# Task A:
In the film-director passage, reproduce the span from "Yet, beyond the" up to and including "through a gesture.", changing "compelling" to "memorable".
# Task B:
According to the film-director passage, what award did Yorgos Lanthimos win at the 2009 Cannes Film Festival?
# Task C:
Carry on the film-director passage from its last sentence.

# Source passage:
********

The commercially successful Wes Anderson is one of the working directors today who has developed one of the most personal and recognizable film styles. His acclaimed style could already be seen in his first film “Bottle Rocket,” released in 1996, which goes beyond the visual traits of color and plasticity, which everyone knows and loves. Anderson also has a way of his own to develop his characters; he often puts them in an alienated position toward the rest of the world, always with communication problems, and that is why the interactions in his films always feels so uncomfortable.

Yet, beyond the uncomfortable elements of the interactions, there is often a certain charm in them, and it is one of the keys that makes his films so powerful: the characters are all flawed and vulnerable. Through this, he has created many of the most compelling interactions in contemporary cinema; take, for example, one of the last scenes in “Fantastic Mr. Fox” where the main character meets with a wild wolf with whom he communicates transcending language through a gesture.

 

7. Yorgos Lanthimos

Greek filmmaker Yorgos Lanthimos is another filmmaker who has focused on displaying the most dark and disturbing aspects of the human condition. He had a formal education in film at the Hellenic Cinema and Television School Stavrakos in Athens.

Until 2001 when his first film was released, and for which he shared directing credits with Lakis Lazopoulos, he had several scenic and audiovisual experiences in theater spectacles and short films. He released “Kinetta” in 2005 before making the films for which he would gain international recognition and his disturbing style would be finally displayed at its highest: “Dogtooth.”

He won the Prix Un Certain Regard in the 2009 Cannes Film Festival and was nominated in for the Best Foreign Language Film at the Academy Awards. In “Dogtooth,” the traits of his personal cinema that we would see with his following films could already be seen. The fixation on family relationships and violence was presented without any filters and in powerful dramatic construction.

********

# Listed records:
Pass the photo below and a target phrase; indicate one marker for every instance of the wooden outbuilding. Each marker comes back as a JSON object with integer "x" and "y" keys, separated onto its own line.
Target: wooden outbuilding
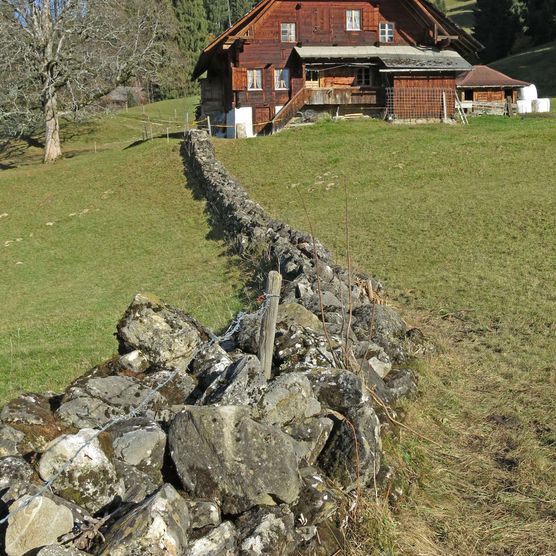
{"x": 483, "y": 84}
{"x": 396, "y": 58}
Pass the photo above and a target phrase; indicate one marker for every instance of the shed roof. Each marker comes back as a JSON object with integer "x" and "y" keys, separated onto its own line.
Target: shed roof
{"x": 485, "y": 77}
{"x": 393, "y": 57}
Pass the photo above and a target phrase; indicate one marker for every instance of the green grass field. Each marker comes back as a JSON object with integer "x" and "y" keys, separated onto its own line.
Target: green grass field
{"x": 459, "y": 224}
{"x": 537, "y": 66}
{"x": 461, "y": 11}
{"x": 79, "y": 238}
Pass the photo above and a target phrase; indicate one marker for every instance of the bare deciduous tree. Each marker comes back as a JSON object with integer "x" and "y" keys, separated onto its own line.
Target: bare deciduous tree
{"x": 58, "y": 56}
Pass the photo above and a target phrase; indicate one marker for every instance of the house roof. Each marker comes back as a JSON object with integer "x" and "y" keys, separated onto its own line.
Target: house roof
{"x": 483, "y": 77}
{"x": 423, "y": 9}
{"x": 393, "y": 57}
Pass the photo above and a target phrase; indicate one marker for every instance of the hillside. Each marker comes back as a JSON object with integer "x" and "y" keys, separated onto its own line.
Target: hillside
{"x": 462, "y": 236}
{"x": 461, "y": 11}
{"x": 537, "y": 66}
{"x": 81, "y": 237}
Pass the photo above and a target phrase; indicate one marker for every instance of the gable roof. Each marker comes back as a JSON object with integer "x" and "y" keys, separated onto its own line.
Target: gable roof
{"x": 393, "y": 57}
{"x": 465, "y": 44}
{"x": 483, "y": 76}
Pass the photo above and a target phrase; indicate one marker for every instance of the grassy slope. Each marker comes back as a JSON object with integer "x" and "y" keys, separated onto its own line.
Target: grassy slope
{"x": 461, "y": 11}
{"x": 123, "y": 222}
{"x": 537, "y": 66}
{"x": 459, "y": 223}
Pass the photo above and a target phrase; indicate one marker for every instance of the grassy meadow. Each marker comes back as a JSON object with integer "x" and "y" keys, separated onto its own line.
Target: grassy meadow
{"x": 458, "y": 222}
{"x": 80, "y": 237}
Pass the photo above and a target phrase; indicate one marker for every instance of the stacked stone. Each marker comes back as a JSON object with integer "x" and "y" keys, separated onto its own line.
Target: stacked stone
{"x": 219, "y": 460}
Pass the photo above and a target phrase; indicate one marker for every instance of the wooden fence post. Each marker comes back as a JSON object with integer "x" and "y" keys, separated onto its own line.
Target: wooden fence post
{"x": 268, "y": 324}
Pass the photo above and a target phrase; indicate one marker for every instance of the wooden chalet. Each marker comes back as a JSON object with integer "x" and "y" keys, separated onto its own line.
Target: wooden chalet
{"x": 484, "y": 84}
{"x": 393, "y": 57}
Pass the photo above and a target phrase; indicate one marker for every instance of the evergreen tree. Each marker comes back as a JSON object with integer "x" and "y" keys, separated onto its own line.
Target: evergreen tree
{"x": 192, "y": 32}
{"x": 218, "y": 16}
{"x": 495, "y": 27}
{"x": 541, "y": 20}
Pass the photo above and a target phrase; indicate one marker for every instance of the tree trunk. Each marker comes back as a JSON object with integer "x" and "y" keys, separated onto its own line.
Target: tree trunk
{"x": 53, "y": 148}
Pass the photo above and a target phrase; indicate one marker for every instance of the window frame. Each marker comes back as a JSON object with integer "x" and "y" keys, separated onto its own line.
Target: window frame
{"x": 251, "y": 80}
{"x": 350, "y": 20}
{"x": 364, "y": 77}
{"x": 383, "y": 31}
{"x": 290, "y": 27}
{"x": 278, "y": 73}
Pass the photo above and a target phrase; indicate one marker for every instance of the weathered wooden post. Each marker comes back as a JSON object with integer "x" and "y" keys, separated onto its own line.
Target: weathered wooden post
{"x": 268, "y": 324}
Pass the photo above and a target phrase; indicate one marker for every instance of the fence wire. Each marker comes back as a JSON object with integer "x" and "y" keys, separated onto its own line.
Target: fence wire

********

# Task response A:
Yet, beyond the uncomfortable elements of the interactions, there is often a certain charm in them, and it is one of the keys that makes his films so powerful: the characters are all flawed and vulnerable. Through this, he has created many of the most memorable interactions in contemporary cinema; take, for example, one of the last scenes in “Fantastic Mr. Fox” where the main character meets with a wild wolf with whom he communicates transcending language through a gesture.

# Task response B:
The Prix Un Certain Regard.

# Task response C:
His fifth film, “The Lobster,” was also a commercial success and was in competition for the Palme d’Or in 2015, and won the Jury Prize. Lanthimos released another film in 2017, “The Killing of a Sacred Deer,” which received several awards in several film festivals and drew attention again to the uncompromised style of Lanthimos.

 

6. Pedro Costa

This Portuguese filmmaker is probably the current working filmmaker who most strongly challenges the conventions what is cinema and how is it done. Costa is known for developing films in what is known as “docu-fiction”: this means that he takes real characters that play themselves and shoots on location to create fictional stories.

Apart from this, Costa crafts his film without any regard for commercial standards, thus there are no great illumination schemes or perfectly designed sound; it is almost always just Costa and his digital camera, with which he captures his very particular characters.

Costa has released barely 11 films since his debut in 1984. He has a very clear point of view toward cinema, which is uncompromised with traditional schemes and conventions. He also has developed a subversive narrative technique that involves repetition rather than progression.

In his films we see his characters constantly going to the same places and having the same conversation. He is portraying the most vulnerable people of society, and thus this is his way of conveying the desolation in which they live, through narrative subversion.